El tercero es un modo metafísico. Aunque dijésemos que un ángel es un hombre con alas, su belleza y su oficio lo sacan del catálogo de los monstruos. Pensemos ahora en Lucifer, que es un ángel que odia a Dios –he aquí lo temible– y que, por vivir en el infierno, quiere que los hombres se condenen; porque estando privado él de la felicidad no quiere que nadie la goce. Esto ha atormentado a generaciones de hombres.

 

Estos métodos se vienen replicando desde la antigüedad y se adaptan fácilmente a todas las épocas, porque el espíritu humano teme siempre las mismas cosas. Godzilla es un lagarto colosal al que ha amamantado la radiación del Pacífico. En la Edad Media desconocían la radioactividad, pero convinieron en explicar la paternidad del basilisco por la aberrante conjunción de un gallo que pone un huevo y una serpiente que lo incuba.

 

La generación de monstruos no sólo testimonia los miedos de los hombres sino también su ingenio. Los que imaginaron al Minotauro no sólo juntaron un hombre con un toro, sino que justificaron su genealogía e idearon su encierro: el laberinto es también una construcción atroz, porque es una casa ideada para perderse. También al hacedor del laberinto le pusieron nombre y le buscaron una desdicha: la de ser un padre que no tiene hijo, que es, en cierto modo, una forma de aberración.

 

De las atrocidades que expone José Castiella (Pamplona, 1987) sólo sabemos que son plásticas. La postmodernidad, entre otras muchas pérdidas, nos ha privado del espanto de la mandrágora o del dragón, porque ya no esperamos que existan: sólo nos han quedado miedos pedestres. Los seres de Castiella son –su época no les permite más– el recuerdo de un tiempo glorioso de la imaginación y de la ignorancia. Su generación no se explica por ninguno de los procesos que hemos descrito antes, sino por las propiedades físicas de la pintura, que está colocada según sus inclinaciones naturales: el fluido, la mezcla y la salpicadura.  Son criaturas confinadas en su representación: si en los bestiarios medievales las miniaturas dibujaban al centauro sobre un prado o en la selva, a las atrocidades de Castiella las origina el fondo del cuadro. Éste es su hábitat.

 

Están repartidas en un corrillo que rodea al espectador y que lo obliga a formar parte de su reunión. Son formas grotescamente pictóricas, en las que se adivina la horizontalidad del proceso, el azar y la sedimentación. Las capas de acrílico se suceden, ordenada y mullidamente, desde la tela hasta el espectador, creando una sensación de bajorrelieve que permite a la criatura participar tímidamente del mundo exterior. A la volubilidad de la pintura, que se mueve por sus propios afanes y a la que se le concede gentilmente libertad, se le superpone el esmero del pintor: la segunda acción es medida, pulcra, afinada. La mancha se completa con minuciosidad, hallándole las particularidades que el simple despliegue de la pintura hasta ahora sólo insinuaba. Pero no sólo se añade: al crecimiento a veces le sorprende una retirada, un agujero como de cata, que permite curiosear entre las capas compactadas.

**LISTA DE ACTIVIDADES**
a) Conteste estas preguntas sobre el texto acerca de los monstruos:
(i) ¿Qué clase de animal es Godzilla y qué lo ha amamantado?
(ii) ¿Qué ciudad y qué año figuran entre paréntesis junto al nombre de José Castiella?
(iii) ¿Cuáles son las inclinaciones naturales de la pintura que se mencionan?
b) Reescriba el pasaje del texto acerca de los monstruos que empieza con "El tercero es" y continúa hasta "generaciones de hombres.", sustituyendo "Lucifer" por "Satanás".
Responda basándose exclusivamente en el texto.

**DATOS PROPORCIONADOS**
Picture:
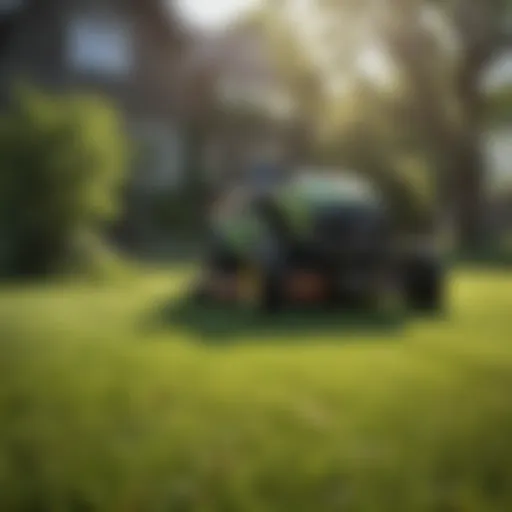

**SOLUCIONES POR TAREA**
a)
(i) Un lagarto colosal, amamantado por la radiación del Pacífico.
(ii) Pamplona, 1987.
(iii) El fluido, la mezcla y la salpicadura.

b)
El tercero es un modo metafísico. Aunque dijésemos que un ángel es un hombre con alas, su belleza y su oficio lo sacan del catálogo de los monstruos. Pensemos ahora en Satanás, que es un ángel que odia a Dios –he aquí lo temible– y que, por vivir en el infierno, quiere que los hombres se condenen; porque estando privado él de la felicidad no quiere que nadie la goce. Esto ha atormentado a generaciones de hombres.